Problem.
Please give a word-for-word repeat of the line containing "Question. The picture above shows the arched" and all lines that come after it in the entries below, ending at the last line.

Data under study section start

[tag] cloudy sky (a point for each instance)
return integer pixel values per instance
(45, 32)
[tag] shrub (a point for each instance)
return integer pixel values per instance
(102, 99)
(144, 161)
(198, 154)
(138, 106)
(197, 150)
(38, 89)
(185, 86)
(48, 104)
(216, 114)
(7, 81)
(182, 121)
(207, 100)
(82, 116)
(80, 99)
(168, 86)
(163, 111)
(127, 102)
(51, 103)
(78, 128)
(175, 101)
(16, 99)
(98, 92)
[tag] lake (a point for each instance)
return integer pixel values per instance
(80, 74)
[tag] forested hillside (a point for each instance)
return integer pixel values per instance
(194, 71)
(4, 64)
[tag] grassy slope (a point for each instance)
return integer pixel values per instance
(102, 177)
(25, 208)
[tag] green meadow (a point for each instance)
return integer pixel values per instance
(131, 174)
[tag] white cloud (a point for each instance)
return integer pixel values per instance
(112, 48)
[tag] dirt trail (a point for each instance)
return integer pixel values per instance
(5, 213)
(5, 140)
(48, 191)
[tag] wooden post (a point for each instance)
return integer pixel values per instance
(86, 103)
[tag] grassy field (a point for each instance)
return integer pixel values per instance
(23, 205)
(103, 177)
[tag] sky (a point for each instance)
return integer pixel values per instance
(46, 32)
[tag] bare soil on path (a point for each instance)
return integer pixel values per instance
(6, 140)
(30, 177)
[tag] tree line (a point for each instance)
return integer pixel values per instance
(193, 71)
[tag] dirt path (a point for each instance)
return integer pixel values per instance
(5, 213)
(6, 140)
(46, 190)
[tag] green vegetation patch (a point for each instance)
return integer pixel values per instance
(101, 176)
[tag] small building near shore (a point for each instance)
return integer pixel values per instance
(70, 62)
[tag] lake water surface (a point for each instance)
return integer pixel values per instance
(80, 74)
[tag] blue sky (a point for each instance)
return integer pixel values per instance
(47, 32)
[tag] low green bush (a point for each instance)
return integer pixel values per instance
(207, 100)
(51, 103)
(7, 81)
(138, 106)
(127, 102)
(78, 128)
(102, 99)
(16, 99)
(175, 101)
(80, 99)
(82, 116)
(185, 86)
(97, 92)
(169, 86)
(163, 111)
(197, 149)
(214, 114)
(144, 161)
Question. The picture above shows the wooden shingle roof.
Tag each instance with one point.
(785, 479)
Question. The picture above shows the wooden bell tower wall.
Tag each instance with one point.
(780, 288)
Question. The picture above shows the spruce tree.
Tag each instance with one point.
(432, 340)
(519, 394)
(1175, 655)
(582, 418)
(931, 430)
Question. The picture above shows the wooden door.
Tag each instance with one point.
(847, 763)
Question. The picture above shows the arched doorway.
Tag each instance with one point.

Data under study section end

Expected answer.
Question. The picture above shows the arched doorway.
Tag each instance with one point.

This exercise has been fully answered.